─── EXCERPT

The rest of this study is organized as follows. In Section 2, we briefly review the related works. The proposed DK-Stacking algorithm is presented and discussed in Section 3. Extensive experimental studies and performance evaluations are presented in Section 4. Section 5 concludes this study and discusses potential future work.

2. Related Works

2.1. Machine Learning Methods for Electricity Demand Forecasting

In the field of electricity demand forecasting, numerous methods and models have been proposed, covering traditional statistical methods, machine learning, deep learning, and ensemble learning. These approaches have made continual progress in terms of their accuracy and applicability to various scenarios.
Early research mainly relied on traditional statistical models. For instance, Pappas et al. constructed and evaluated an ARMA model for the Hellenic power system, demonstrating its effectiveness in electricity load forecasting [28]. In addition, the optimized gray prediction model proposed by Zhao and Guo exhibited strong performance in annual power load forecasting [29]. These studies indicate that traditional statistical models play an important role in improving the forecasting accuracy. However, they are applicable only when certain statistical assumptions are met, and both are designed for single sequence prediction. With the increase in available data and related variables, multivariate modeling has become an important means of improving the forecasting accuracy. Mohamed and Bodger introduced GDP, electricity prices, and total population numbers to establish a multiple linear regression model to predict electricity consumption [9]. However, this model performed poorly when dealing with data that were either over- or under-distributed.

──────
─── DATASET ROWS

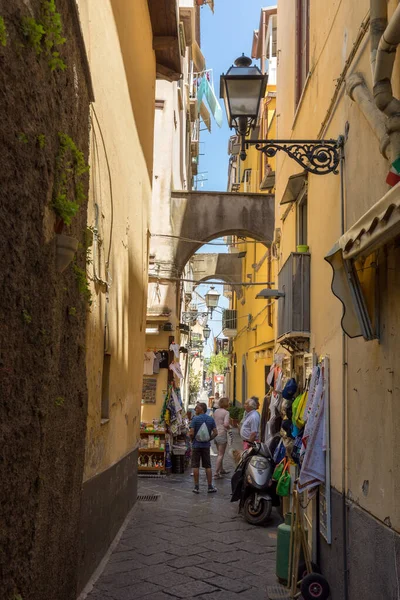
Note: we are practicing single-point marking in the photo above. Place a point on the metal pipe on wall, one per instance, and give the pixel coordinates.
(358, 91)
(383, 72)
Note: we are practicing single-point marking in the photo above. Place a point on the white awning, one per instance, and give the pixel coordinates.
(377, 227)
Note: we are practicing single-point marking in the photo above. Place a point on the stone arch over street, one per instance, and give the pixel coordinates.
(199, 217)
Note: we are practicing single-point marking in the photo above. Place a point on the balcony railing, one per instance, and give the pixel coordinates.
(229, 323)
(294, 307)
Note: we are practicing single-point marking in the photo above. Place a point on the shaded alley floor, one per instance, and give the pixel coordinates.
(189, 546)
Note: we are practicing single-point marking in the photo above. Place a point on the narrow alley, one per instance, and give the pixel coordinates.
(181, 545)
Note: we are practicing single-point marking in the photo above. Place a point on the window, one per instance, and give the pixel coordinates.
(302, 217)
(302, 46)
(105, 388)
(246, 180)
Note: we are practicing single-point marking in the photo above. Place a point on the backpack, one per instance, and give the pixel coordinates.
(203, 435)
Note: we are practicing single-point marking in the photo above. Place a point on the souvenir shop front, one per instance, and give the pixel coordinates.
(296, 413)
(164, 428)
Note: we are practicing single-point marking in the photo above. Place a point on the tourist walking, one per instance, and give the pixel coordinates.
(249, 431)
(221, 418)
(202, 431)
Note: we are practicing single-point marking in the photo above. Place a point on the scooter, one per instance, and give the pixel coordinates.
(252, 484)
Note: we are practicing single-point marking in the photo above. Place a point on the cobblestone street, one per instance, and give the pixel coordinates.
(184, 545)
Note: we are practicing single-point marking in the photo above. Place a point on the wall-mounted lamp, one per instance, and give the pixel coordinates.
(152, 331)
(267, 294)
(206, 332)
(212, 298)
(243, 88)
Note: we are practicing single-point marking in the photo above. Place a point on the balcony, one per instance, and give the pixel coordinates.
(229, 323)
(294, 307)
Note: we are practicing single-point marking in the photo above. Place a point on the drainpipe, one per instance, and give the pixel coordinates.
(263, 44)
(383, 92)
(358, 91)
(378, 23)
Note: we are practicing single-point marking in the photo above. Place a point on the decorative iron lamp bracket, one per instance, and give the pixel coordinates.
(318, 157)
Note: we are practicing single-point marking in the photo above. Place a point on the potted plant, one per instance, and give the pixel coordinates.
(68, 195)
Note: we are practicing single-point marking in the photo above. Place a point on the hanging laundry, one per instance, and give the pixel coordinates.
(175, 349)
(164, 359)
(148, 363)
(206, 89)
(157, 361)
(176, 369)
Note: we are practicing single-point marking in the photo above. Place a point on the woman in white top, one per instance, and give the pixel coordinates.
(221, 418)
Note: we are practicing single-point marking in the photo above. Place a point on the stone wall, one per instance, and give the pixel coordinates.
(42, 313)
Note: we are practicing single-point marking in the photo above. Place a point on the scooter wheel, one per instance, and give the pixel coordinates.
(259, 515)
(302, 572)
(314, 587)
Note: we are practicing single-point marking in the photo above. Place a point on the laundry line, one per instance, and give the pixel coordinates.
(218, 282)
(203, 243)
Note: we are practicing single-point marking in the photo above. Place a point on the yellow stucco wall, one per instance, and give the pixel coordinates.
(255, 335)
(118, 39)
(258, 335)
(370, 408)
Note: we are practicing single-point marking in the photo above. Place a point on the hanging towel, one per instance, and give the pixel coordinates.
(206, 89)
(312, 473)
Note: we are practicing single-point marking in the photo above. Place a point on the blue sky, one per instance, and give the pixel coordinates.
(224, 36)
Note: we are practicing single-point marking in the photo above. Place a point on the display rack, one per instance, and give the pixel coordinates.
(153, 454)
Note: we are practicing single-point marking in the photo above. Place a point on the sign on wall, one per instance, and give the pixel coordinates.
(149, 390)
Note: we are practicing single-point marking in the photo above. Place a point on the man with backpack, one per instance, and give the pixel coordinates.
(202, 431)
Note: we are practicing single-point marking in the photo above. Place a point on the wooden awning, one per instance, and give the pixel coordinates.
(164, 21)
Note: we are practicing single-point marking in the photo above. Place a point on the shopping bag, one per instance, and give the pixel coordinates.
(278, 470)
(279, 453)
(283, 487)
(203, 435)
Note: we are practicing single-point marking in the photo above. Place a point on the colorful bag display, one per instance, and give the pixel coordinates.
(298, 409)
(279, 453)
(283, 487)
(279, 470)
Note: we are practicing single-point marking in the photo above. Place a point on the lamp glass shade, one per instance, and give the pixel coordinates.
(242, 89)
(212, 298)
(244, 96)
(206, 332)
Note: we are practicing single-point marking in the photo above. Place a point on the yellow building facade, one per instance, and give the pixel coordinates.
(119, 42)
(253, 345)
(324, 90)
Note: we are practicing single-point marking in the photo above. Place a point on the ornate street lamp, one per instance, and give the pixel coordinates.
(212, 298)
(206, 332)
(242, 89)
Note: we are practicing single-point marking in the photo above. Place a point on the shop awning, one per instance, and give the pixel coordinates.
(378, 226)
(294, 186)
(198, 58)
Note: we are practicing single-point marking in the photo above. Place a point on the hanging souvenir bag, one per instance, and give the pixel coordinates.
(279, 453)
(283, 487)
(299, 414)
(203, 435)
(290, 389)
(279, 470)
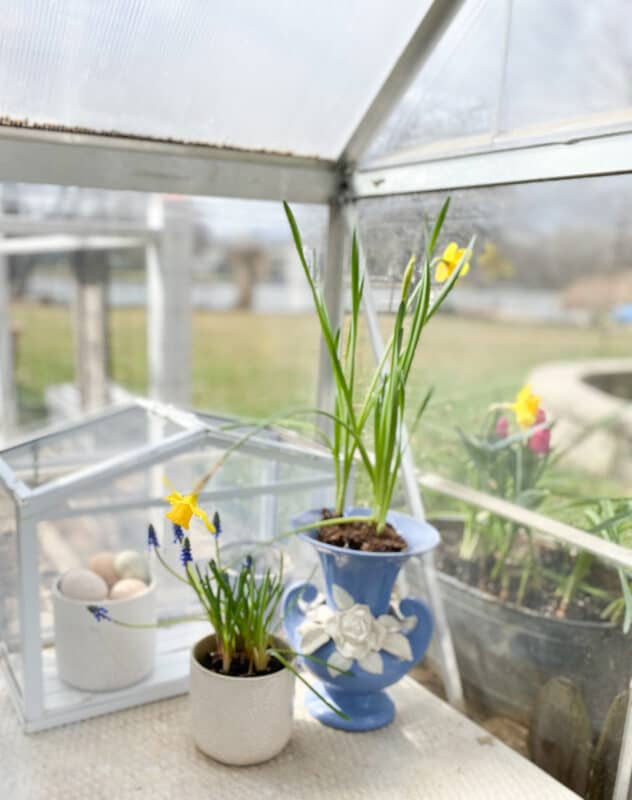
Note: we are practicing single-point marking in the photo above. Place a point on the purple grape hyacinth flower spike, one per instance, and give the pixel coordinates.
(152, 538)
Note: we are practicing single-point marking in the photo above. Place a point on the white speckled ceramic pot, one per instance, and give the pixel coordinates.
(236, 720)
(101, 656)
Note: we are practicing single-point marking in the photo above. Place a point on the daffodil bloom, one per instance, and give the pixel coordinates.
(525, 407)
(449, 261)
(183, 507)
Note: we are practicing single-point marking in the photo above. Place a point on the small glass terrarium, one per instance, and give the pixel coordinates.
(83, 493)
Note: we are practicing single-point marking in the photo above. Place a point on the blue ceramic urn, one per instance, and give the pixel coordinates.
(359, 641)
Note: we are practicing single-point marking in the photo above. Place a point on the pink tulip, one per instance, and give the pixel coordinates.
(540, 441)
(502, 427)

──────

### DIRECTIONS
In the excerpt on electricity demand forecasting, rewrite the part that opens with the words containing "The rest of" and closes with "potential future work.", swapping "concludes" for "wraps up".

### ANSWER FOR THE TASK
The rest of this study is organized as follows. In Section 2, we briefly review the related works. The proposed DK-Stacking algorithm is presented and discussed in Section 3. Extensive experimental studies and performance evaluations are presented in Section 4. Section 5 wraps up this study and discusses potential future work.